■ WRITTEN REQUEST ■
Pick out each line in the listing below that contains the word "white", and copy those lines.

---------------

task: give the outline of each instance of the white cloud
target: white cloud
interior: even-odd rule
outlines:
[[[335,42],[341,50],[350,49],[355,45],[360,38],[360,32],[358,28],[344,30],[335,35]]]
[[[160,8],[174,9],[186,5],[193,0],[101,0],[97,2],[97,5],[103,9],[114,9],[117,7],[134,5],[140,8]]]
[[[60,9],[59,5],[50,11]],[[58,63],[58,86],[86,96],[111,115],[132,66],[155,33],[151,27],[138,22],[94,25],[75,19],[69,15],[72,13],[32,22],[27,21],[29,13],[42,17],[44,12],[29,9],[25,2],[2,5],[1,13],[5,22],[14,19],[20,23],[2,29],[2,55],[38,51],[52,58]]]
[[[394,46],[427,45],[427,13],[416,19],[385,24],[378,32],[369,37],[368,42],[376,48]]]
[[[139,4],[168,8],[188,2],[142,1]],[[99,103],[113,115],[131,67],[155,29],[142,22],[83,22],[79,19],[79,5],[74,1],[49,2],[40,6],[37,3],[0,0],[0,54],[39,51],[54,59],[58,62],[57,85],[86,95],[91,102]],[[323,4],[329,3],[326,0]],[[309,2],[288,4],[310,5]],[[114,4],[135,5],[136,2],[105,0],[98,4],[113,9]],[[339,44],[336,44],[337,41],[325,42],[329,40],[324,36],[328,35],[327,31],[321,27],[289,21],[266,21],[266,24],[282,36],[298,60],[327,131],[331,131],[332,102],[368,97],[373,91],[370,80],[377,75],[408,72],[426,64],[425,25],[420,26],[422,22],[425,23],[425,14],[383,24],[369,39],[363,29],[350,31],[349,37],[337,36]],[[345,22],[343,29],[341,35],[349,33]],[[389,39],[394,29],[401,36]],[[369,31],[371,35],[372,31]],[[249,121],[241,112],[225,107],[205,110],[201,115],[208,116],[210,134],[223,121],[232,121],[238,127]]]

---------------

■ RESULT FOR THIS EXERCISE ■
task: give the outline of each instance of the white cloud
target: white cloud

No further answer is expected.